--- DATA FOR PROCESSING Enclosed Below ---

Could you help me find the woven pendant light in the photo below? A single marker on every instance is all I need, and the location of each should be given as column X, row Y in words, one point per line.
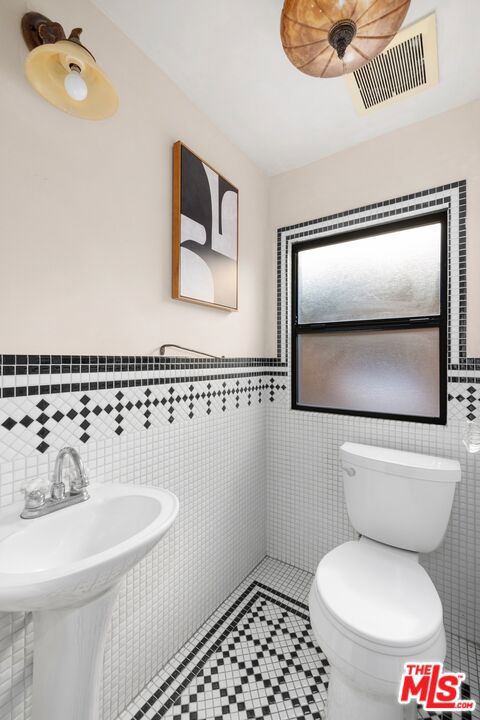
column 327, row 38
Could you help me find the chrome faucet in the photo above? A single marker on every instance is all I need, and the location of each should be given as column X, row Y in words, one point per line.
column 43, row 499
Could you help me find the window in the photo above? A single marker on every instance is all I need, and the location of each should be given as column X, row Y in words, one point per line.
column 369, row 331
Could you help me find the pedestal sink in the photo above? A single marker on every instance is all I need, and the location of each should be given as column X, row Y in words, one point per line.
column 66, row 568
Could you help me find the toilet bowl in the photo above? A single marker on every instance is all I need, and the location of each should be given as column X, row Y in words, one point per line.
column 372, row 605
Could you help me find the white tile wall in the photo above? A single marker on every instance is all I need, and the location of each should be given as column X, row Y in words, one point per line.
column 216, row 466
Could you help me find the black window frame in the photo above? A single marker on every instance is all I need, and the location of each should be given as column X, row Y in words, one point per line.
column 434, row 321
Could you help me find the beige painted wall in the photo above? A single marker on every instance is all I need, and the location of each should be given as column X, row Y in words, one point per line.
column 85, row 209
column 434, row 152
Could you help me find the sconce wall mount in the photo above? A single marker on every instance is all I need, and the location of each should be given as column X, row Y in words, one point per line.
column 64, row 71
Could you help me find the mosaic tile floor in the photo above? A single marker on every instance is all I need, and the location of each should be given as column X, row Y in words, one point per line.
column 255, row 658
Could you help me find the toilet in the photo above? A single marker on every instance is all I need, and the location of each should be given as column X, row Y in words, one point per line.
column 372, row 605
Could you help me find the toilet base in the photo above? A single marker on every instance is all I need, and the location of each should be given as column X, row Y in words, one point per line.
column 346, row 701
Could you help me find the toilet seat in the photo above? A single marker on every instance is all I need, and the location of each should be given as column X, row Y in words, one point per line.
column 379, row 596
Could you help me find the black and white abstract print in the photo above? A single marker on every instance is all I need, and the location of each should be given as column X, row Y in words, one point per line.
column 208, row 234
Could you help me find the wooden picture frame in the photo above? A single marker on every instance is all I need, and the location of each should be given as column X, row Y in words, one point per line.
column 205, row 233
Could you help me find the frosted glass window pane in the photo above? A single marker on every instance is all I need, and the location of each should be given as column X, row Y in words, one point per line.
column 378, row 371
column 395, row 274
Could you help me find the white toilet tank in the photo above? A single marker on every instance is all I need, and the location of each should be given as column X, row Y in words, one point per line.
column 398, row 498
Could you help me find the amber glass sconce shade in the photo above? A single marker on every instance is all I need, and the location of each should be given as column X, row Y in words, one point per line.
column 328, row 38
column 64, row 72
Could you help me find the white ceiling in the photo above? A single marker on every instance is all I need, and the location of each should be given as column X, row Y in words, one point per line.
column 227, row 57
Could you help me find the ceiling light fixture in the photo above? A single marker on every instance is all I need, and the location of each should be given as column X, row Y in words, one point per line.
column 64, row 72
column 328, row 38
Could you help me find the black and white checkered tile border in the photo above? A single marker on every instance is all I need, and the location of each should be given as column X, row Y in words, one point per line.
column 255, row 657
column 25, row 377
column 30, row 424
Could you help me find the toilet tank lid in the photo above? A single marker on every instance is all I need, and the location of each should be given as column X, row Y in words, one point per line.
column 400, row 462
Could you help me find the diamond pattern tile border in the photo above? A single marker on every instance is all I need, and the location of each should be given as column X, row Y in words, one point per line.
column 254, row 658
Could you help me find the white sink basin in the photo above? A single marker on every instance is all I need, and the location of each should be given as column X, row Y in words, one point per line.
column 76, row 553
column 66, row 568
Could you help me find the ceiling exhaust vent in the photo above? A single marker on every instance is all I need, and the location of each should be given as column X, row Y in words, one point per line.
column 409, row 65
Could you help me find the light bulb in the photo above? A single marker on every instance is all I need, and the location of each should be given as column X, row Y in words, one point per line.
column 75, row 86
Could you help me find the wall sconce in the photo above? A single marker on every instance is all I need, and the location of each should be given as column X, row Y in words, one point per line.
column 64, row 72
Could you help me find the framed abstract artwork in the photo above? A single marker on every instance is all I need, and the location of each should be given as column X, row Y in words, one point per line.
column 205, row 233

--- End of Enclosed DATA FOR PROCESSING ---

* **YOUR INSTRUCTIONS**: Repeat each entry exactly as it appears; skip any picture.

* **WRITTEN SOLUTION**:
Could you help me find the woven pendant light in the photo below? A single marker on every instance is all I need, and the location of each should be given as column X, row Y in words, one point per line.
column 327, row 38
Could you help me find the chrome faucet in the photo above? A single marker on every instance is all I need, and the location of each should be given as column X, row Y in words, one point per line.
column 43, row 499
Could you help me find the window in the photo above? A single marker on every instance is all I need, and the location of each should be given as column X, row Y in words, one point per line.
column 369, row 331
Could you help me find the pedestal sink in the photo above? A single marker on every instance is all I need, and the location of each should be given as column X, row Y in words, one point per line.
column 66, row 568
Could you help me find the toilet bowl in the photo above? A single marker on every instance is all I need, and the location of each should be given as column X, row Y in words, one point per line.
column 372, row 605
Could you help me find the white tile wall in the photo above? A single marker on every instance is all I need, and the location of each should be given as column X, row Y in words, one point per line.
column 216, row 466
Could you help me find the black window frame in the photo above? A single marker on every instance is all I need, and the location of each should be given as column X, row Y in words, one point per line.
column 434, row 321
Could you help me find the beige painted wall in the photo above? A single marker on every instance is all I need, and the location of each should be given as column X, row Y in words, one point per line.
column 85, row 209
column 434, row 152
Could you help me find the sconce wall mount in the photo above? A single marker on every instance is all I need, and the location of each should be given as column X, row Y in words, one point per line.
column 64, row 71
Could you help me find the mosaic tile floor in the photo above? A single marker on every instance is all I need, and the location of each should be given as column X, row Y in words, one point per line.
column 255, row 658
Could you help me find the toilet in the photo above? A single marker on every instance is all I need, and the location of each should be given as column X, row Y in words, one point per line.
column 372, row 605
Could you help me find the toilet base in the photo above? A single marker on every instance is all I need, and the location of each should be given as column X, row Y in words, one point per line.
column 346, row 701
Could you help me find the toilet seat in the photo above? A single marker on every instance is all I need, and the location of each should be given as column X, row Y in words, one point per line.
column 379, row 596
Could you help me find the black and white abstract print in the photo above? A single marker on every instance is all I need, and the location of each should be given as column X, row Y in words, one point per line.
column 208, row 234
Could you help me find the wooden picture frame in the photo above? A single marker on every instance is all I need, and the location of each should be given as column X, row Y in words, one point per line.
column 205, row 233
Could you help me find the frosted glass window pane in the photo above? A single marker on every instance is all I need, and the location of each should be given as column X, row Y in words, one point per line.
column 378, row 371
column 395, row 274
Could you help me find the white toilet tank in the photo above? A single marker on every instance is all I need, and the location of each should be given as column X, row Y in words, one point per line.
column 398, row 498
Could you help me find the amber glass sconce shade in the photo above? A single marker on every instance is all I need, and the location of each should be given as column X, row Y in words, one point per line.
column 328, row 38
column 64, row 72
Could you help me find the white ceiling in the photo above? A single marker on every instance is all I need, and the location of each should be given as column X, row Y in words, one point per line.
column 227, row 57
Could you help me find the ceiling light fixture in the photo above? A single marker on every instance is all I need, and the location of each should be given as column X, row Y in words, one point per line.
column 64, row 72
column 328, row 38
Could you help me find the black and white checkered tile border in the photo above? A single marker on every instance is all I need, and the location of each should be given as column X, row Y in words, one point per line.
column 255, row 657
column 25, row 377
column 30, row 424
Could you help me find the toilet tank lid in the photo above? A single marker on every instance is all I need, and the location of each should be given as column X, row Y in words, one point per line.
column 400, row 462
Could you help me find the diamond pattern tile border in the photo above? A single marker on every instance is all I need, and the location of each should be given as column X, row Y in words, one point per line.
column 254, row 658
Could you help me find the white sink basin in the photo above? A single marker on every instance is all I need, and the location of each should be given as column X, row Y in words, one point per line.
column 76, row 553
column 66, row 568
Could you help me find the ceiling exhaust vent in the photo above? A single marker on every instance is all I need, and the location of each should be given as column X, row Y in words, one point per line.
column 409, row 65
Could you help me find the light bulb in the photo above? A single marker on every instance is all I need, and the location of each should be given as column X, row Y in words, one point per line.
column 75, row 86
Could you help me find the wall sconce in the photo above? A single marker on every instance is all I need, and the location of each should be given as column X, row Y in words, one point per line.
column 64, row 72
Could you help me find the framed abstract artwork in the photo above? A single marker on every instance is all I need, and the location of each should be given as column X, row Y in words, one point per line.
column 205, row 233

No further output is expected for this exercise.